[Object pointing dataset lines]
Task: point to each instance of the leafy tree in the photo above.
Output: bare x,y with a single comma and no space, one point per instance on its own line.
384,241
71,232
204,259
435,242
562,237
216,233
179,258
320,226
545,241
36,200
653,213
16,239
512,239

> Exercise details
Edit the lines, replacing "leafy tree" with "deciduous tree" and keeping everything else the same.

> Finished task
Task: point to each instance of the deciduous tree in the photo above.
Output: bare x,y with a single comma and no space, one point per instance on its own line.
384,241
71,232
204,259
435,242
562,237
216,233
179,258
320,226
545,241
36,200
653,213
16,239
512,239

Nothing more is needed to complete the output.